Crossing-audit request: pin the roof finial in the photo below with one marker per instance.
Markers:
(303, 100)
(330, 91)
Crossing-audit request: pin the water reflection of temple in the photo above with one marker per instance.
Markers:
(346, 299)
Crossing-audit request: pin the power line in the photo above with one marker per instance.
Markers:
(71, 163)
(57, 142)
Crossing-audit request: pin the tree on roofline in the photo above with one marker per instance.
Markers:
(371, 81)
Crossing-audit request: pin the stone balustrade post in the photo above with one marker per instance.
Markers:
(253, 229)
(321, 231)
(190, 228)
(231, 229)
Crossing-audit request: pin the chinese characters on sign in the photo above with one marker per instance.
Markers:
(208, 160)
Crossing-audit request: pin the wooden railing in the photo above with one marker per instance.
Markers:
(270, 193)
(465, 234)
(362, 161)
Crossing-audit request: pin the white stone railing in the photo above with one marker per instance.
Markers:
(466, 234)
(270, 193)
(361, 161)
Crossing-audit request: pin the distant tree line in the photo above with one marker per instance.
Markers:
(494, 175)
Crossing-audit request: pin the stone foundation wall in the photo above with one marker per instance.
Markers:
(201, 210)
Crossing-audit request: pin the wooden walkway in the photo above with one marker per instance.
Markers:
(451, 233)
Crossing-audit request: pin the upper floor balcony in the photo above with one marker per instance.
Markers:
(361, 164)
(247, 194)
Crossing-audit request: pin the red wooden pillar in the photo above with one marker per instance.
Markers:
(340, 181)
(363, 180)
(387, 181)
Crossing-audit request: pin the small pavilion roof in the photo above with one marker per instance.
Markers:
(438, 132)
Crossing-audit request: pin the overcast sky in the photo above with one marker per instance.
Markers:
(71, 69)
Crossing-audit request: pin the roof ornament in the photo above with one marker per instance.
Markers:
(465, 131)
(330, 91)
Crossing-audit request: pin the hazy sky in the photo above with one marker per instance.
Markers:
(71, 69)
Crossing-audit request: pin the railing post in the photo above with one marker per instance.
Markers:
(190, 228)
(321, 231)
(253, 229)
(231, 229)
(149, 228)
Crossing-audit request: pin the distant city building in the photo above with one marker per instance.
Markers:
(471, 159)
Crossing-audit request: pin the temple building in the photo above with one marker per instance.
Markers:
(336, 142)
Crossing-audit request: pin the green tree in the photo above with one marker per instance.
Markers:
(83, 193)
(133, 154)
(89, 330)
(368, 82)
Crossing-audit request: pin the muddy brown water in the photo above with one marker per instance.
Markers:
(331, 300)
........
Task prompt
Copy every record precisely, omitting nothing.

Task result
Crossing-audit request: pin the roof finial in the photo below with one marker per instance.
Markers:
(303, 100)
(330, 91)
Crossing-audit request: pin the water reflection of temple in the photo above with one marker per instance.
Markers:
(346, 299)
Crossing-audit request: pin the power line in the photo above with one marker per instance.
Markers:
(71, 163)
(57, 142)
Crossing-audit request: pin the tree on roofline in the photo above with one marker per instance.
Markers:
(371, 81)
Crossing-audit request: pin the stone balustrade post in the photo above with one marker per instance.
Markers:
(253, 229)
(321, 231)
(190, 228)
(231, 229)
Crossing-audit request: pin the chinese characters on sign in the photo above with one marker per instance.
Markers:
(208, 160)
Crossing-audit request: pin the wooden railing in the photo above with one marker per instance.
Markers:
(270, 193)
(465, 234)
(362, 161)
Crossing-audit request: pin the white stone railing in the photo above with one marker per instance.
Markers:
(466, 234)
(270, 193)
(361, 161)
Crossing-audit request: pin the distant tree line in the photo above with one marker per instance.
Markers:
(494, 175)
Crossing-audit request: pin the stone foundation wall in the photo above with one marker per instance.
Markers:
(201, 210)
Crossing-audit request: pin the wooden walkway in the photo above with one marker per instance.
Markers:
(451, 233)
Crossing-audit request: pin the upper floor balcony in the photo above with one marker per instance.
Markers:
(361, 164)
(247, 194)
Crossing-audit request: pin the red wooden pillar in the photo above with one marker per instance.
Markers:
(340, 181)
(363, 180)
(387, 181)
Crossing-audit request: pin the small pavilion roof in the photo above with one marker per instance.
Markers:
(438, 132)
Crossing-audit request: pin the overcast sky in the photo above with one marker per instance.
Markers:
(71, 69)
Crossing-audit request: pin the roof ornament in the photo above with one marker per instance.
Markers:
(465, 131)
(330, 91)
Crossing-audit request: pin the hazy sky in the photo above with one marker per instance.
Markers:
(71, 69)
Crossing-audit request: pin the railing post in the photo above with one marker per instance.
Markers:
(190, 228)
(321, 231)
(253, 229)
(231, 229)
(149, 228)
Crossing-audit request: pin the distant city building in the photo above with one marker per instance.
Markers:
(471, 159)
Crossing-audit request: pin the temple building in the photo above with one marker per instance.
Markers:
(336, 142)
Crossing-audit request: pin the green tree in the photo above with one marker per instance.
Markers:
(83, 193)
(133, 154)
(89, 330)
(368, 82)
Crossing-audit request: pin the muddy brown water in the photo above with one marker per instance.
Markers:
(331, 300)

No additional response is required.